- [AUFGABENSTELLUNG] Kopiere den zitierten Text vollständig und Zeichen für Zeichen.

- [ZITIERTER TEXT]
········
Wenn du diese durchgelesen hast, dann bist du entweder extrem Motiviert dich in Linux einzuarbeiten oder aber komplett abgeschreckt.


----------



## TobGod (10. September 2004)

Ich bin jetzt schon abgeschreckt, da ich mein Windows nicht mehr starten kann.. Woran liegt das ? Ich gehe bei dem Boot-Loader ganz normal auf Windows und dann kommt schwarzer Bildschirm und da steht irgendwas mit Unknown Partition. Ich muss unbedingt wieder Windows rein. Hätte ich das doch bloß nicht installiert  Was kann ich jetzt tun außer formatieren ? Formatieren geht absolut nicht weil ich viele wichtige Sachen drauf habe.. PLZ HELP


----------



## Christian Fein (10. September 2004)
········
- [ROHDATEN]
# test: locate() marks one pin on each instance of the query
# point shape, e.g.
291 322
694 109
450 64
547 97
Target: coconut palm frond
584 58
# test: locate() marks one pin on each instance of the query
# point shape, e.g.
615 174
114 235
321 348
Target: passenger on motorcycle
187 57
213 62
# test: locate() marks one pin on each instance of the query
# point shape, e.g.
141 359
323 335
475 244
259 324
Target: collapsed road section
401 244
········
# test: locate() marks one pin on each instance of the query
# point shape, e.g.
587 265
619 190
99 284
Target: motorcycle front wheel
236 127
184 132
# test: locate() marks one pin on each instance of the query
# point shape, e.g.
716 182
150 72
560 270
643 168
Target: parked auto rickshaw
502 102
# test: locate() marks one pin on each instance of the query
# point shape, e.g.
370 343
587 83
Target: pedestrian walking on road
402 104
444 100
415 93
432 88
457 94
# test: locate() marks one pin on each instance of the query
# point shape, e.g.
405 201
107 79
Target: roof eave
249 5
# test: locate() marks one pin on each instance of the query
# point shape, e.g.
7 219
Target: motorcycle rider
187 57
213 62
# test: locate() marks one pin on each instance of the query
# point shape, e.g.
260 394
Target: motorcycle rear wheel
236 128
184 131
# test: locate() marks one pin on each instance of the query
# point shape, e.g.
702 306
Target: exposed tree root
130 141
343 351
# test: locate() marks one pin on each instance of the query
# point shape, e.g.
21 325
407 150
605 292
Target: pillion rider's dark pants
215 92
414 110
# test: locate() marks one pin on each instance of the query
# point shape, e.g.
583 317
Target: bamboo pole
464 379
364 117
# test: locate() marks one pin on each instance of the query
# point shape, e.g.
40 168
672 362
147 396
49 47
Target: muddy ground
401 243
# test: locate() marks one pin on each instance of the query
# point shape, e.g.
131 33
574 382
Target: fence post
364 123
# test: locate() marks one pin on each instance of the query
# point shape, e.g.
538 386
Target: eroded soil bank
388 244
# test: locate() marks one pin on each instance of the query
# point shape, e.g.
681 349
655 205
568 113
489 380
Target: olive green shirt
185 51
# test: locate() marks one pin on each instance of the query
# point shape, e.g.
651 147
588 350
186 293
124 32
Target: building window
········
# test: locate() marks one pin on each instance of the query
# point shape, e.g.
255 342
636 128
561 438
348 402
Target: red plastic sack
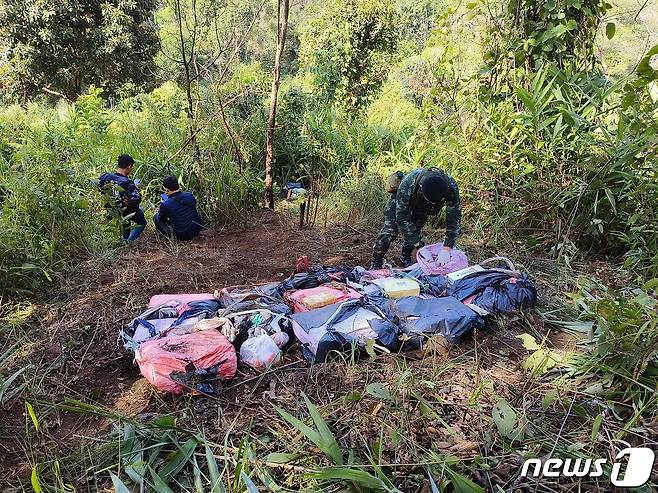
········
- [RICHTIGES ERGEBNIS]
Wenn du diese durchgelesen hast, dann bist du entweder extrem Motiviert dich in Linux einzuarbeiten oder aber komplett abgeschreckt.


----------



## TobGod (10. September 2004)

Ich bin jetzt schon abgeschreckt, da ich mein Windows nicht mehr starten kann.. Woran liegt das ? Ich gehe bei dem Boot-Loader ganz normal auf Windows und dann kommt schwarzer Bildschirm und da steht irgendwas mit Unknown Partition. Ich muss unbedingt wieder Windows rein. Hätte ich das doch bloß nicht installiert  Was kann ich jetzt tun außer formatieren ? Formatieren geht absolut nicht weil ich viele wichtige Sachen drauf habe.. PLZ HELP


----------



## Christian Fein (10. September 2004)